#### [INSTRUCTIONS FOR THE TASK]
Type the entries out once more. Match them exactly.

BEGIN RECORDS FOR THIS EXERCISE

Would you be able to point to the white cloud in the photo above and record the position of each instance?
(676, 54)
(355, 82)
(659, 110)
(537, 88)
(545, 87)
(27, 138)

END RECORDS FOR THIS EXERCISE

#### [TASK ANSWER]
Would you be able to point to the white cloud in the photo above and record the position of each instance?
(676, 54)
(355, 82)
(659, 110)
(537, 88)
(545, 87)
(27, 138)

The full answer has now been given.